Scale the bounding-box coordinates in the answers by 1.6, rounding to whole numbers with halves going up, and reproduce the lines from the one with "of dirt mound" up to and including the last line of the entries, requests included. Give only those lines.

→ Data provided:
** Start **

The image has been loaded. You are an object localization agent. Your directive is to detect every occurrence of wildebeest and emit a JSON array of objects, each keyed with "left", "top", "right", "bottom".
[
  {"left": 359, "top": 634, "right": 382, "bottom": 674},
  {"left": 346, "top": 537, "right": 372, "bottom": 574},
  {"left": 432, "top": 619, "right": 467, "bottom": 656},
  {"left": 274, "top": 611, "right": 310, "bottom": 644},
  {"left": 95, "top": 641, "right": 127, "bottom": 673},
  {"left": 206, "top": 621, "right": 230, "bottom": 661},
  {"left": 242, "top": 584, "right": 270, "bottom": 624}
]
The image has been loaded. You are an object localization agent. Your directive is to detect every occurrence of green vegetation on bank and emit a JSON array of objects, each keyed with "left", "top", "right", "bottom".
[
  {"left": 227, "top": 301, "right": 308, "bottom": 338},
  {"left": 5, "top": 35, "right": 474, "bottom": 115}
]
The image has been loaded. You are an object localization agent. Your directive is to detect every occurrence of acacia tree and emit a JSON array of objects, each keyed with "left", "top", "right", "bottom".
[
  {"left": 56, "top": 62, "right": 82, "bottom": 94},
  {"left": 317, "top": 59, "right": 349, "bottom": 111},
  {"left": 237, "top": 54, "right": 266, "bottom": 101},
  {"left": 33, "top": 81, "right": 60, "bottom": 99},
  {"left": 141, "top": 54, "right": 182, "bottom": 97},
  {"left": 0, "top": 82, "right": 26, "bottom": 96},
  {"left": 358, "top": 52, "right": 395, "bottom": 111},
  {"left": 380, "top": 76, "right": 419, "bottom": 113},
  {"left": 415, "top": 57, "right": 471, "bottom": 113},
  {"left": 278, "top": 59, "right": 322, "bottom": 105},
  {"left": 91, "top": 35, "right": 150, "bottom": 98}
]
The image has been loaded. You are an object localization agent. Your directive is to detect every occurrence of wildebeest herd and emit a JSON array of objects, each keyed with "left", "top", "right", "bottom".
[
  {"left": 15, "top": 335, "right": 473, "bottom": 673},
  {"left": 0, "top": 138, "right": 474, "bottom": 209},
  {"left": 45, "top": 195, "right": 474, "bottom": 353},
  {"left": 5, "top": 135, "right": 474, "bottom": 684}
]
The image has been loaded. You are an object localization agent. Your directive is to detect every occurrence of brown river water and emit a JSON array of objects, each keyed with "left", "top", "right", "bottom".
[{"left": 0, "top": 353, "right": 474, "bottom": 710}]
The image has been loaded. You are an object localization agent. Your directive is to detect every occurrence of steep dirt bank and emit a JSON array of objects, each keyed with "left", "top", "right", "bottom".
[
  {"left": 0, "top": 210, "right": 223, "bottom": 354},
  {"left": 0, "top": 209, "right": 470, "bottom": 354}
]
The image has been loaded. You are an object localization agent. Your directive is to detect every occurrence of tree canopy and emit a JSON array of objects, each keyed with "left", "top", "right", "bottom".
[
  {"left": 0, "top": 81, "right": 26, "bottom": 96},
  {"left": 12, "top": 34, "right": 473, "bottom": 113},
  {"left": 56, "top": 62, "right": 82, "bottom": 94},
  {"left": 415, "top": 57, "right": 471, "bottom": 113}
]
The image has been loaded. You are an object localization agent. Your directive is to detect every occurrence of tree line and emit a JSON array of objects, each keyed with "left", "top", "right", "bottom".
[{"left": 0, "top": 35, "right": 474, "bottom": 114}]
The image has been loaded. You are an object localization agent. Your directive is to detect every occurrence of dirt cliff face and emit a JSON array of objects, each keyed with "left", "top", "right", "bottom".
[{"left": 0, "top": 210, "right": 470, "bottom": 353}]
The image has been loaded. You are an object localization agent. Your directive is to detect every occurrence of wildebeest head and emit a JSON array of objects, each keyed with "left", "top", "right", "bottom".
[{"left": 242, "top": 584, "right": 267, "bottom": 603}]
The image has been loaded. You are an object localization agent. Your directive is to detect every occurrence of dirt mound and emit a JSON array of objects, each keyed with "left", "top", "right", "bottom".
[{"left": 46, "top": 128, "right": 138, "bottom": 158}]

** End **

→ Full output:
The image has been loaded. You are an object localization agent. Your directive is to detect every occurrence of dirt mound and emit a JSON array of objects, each keyed with "left", "top", "right", "bottom".
[{"left": 74, "top": 205, "right": 221, "bottom": 253}]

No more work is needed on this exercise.